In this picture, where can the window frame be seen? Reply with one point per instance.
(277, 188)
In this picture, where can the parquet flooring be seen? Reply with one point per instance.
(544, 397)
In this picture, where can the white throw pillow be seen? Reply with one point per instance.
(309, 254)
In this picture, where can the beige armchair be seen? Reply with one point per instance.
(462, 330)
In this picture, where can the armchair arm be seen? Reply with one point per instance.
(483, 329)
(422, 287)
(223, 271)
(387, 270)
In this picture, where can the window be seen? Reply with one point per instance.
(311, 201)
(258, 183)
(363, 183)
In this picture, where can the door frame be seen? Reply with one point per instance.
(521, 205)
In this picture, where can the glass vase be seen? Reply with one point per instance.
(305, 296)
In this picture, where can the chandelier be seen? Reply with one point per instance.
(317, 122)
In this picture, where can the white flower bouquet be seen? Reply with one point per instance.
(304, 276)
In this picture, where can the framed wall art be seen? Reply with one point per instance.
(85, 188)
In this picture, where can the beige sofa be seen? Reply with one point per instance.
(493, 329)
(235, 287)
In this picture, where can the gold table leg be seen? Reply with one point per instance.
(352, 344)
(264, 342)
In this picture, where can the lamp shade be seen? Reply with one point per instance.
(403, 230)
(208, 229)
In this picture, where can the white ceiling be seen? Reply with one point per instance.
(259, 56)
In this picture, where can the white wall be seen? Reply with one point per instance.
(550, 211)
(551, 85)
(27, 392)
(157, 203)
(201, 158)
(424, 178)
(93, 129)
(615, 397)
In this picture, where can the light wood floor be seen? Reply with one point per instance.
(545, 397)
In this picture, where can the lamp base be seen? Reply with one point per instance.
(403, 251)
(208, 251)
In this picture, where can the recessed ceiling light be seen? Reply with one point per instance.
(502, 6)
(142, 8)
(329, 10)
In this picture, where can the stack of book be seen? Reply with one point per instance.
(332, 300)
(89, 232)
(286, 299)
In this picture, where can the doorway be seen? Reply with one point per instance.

● ● ●

> [Your goal]:
Rewrite every line of the records above as a numbered list, leaving out any blank lines.

> [Final result]:
1. In this picture, where can the window frame be seen? Reply with one point per instance.
2. (277, 188)
3. In this picture, where can the parquet flooring be seen? Reply with one point per instance.
4. (544, 397)
5. In this picture, where can the white throw pillow be seen? Reply with one point per instance.
6. (309, 254)
7. In this picture, where can the beige armchair be seen? Reply with one point per instance.
8. (462, 330)
9. In this picture, where can the armchair arm be seen? Reply with one point per instance.
10. (483, 329)
11. (422, 287)
12. (223, 271)
13. (387, 270)
14. In this picture, where can the window be seen? Reply with one point per instance.
15. (311, 201)
16. (258, 183)
17. (363, 183)
18. In this picture, where can the door frame be seen? Reply with one point per instance.
19. (521, 205)
20. In this picture, where can the glass vase be seen? Reply with one point per instance.
21. (305, 296)
22. In this picture, where can the chandelier be seen? Reply with one point per instance.
23. (317, 122)
24. In this picture, where can the white flower bouquet be seen? Reply with one point per instance.
25. (304, 276)
26. In this picture, where can the framed wall art be seen? Reply with one point per instance.
27. (85, 188)
28. In this picture, where can the beige sofa be seen? Reply with one point per instance.
29. (493, 329)
30. (235, 287)
31. In this picture, where can the gold table leg be seen? Reply with one point per instance.
32. (352, 344)
33. (264, 342)
34. In this picture, where can the lamp shade be seen? Reply with one point per instance.
35. (403, 230)
36. (208, 229)
37. In this picture, where can the white ceiling be seen? Reply with one point per instance.
38. (259, 56)
39. In this picture, where can the white wall be seen? Reply with one point per instance.
40. (550, 211)
41. (551, 85)
42. (27, 392)
43. (157, 203)
44. (201, 158)
45. (424, 178)
46. (93, 129)
47. (615, 397)
48. In this picture, where can the light wood floor be seen? Reply with one point per instance.
49. (545, 397)
50. In this picture, where can the lamp base be seen? Reply with one point per instance.
51. (403, 251)
52. (208, 251)
53. In this picture, where can the recessed ceiling light be seen? Reply with one point per instance.
54. (502, 6)
55. (142, 8)
56. (329, 10)
57. In this picture, where can the stack of book be seen? Reply with one point per instance.
58. (332, 300)
59. (89, 232)
60. (286, 299)
61. In this picture, where can the doorway be seen? Reply with one point per instance.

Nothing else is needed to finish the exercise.